=== Work task ===
Look over the lines below. Report each one that includes the string "balcony".

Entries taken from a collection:
'''

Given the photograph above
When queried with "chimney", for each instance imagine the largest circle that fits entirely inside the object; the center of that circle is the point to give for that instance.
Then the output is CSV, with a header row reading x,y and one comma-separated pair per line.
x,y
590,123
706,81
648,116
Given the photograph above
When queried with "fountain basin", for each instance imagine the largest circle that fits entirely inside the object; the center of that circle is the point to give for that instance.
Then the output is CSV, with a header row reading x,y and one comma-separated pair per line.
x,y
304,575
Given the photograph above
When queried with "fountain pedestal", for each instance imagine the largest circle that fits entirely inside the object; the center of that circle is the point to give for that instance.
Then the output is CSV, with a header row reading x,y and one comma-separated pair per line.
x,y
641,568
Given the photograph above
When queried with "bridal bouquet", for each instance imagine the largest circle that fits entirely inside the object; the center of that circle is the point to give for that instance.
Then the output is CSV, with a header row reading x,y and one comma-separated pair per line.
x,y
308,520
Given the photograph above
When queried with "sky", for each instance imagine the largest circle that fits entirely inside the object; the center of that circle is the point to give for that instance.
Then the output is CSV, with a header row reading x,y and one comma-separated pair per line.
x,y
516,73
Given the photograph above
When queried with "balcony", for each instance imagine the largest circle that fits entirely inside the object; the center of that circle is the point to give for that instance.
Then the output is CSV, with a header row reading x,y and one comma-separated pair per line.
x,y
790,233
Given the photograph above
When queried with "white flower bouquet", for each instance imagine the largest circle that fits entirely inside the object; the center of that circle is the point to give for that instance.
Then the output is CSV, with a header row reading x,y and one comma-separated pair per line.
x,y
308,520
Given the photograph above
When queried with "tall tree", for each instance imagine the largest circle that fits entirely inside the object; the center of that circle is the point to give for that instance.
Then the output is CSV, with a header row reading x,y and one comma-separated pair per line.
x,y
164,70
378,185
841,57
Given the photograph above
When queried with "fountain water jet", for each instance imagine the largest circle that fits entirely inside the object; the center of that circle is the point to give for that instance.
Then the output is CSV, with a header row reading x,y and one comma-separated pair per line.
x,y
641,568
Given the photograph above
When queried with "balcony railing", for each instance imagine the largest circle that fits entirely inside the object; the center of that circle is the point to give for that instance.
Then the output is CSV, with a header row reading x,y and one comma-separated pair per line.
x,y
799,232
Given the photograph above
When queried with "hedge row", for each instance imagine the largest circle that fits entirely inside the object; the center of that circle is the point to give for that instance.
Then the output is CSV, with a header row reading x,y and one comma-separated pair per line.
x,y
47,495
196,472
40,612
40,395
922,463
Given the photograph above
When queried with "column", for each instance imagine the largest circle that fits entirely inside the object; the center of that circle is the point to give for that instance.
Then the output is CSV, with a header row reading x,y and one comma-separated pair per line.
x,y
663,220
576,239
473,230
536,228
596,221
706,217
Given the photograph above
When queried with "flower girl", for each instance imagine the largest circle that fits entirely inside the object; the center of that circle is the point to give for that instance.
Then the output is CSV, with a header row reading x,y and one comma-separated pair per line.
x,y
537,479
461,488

'''

=== Result ===
When queried with "balcony", for each instance imagine the largest circle that fits entirely inside the object; the center of that circle is the point to give for that instance.
When queried with "balcony railing", for each instance imagine the largest circle that fits entirely inside the object; the center of that circle is the point to give for that instance.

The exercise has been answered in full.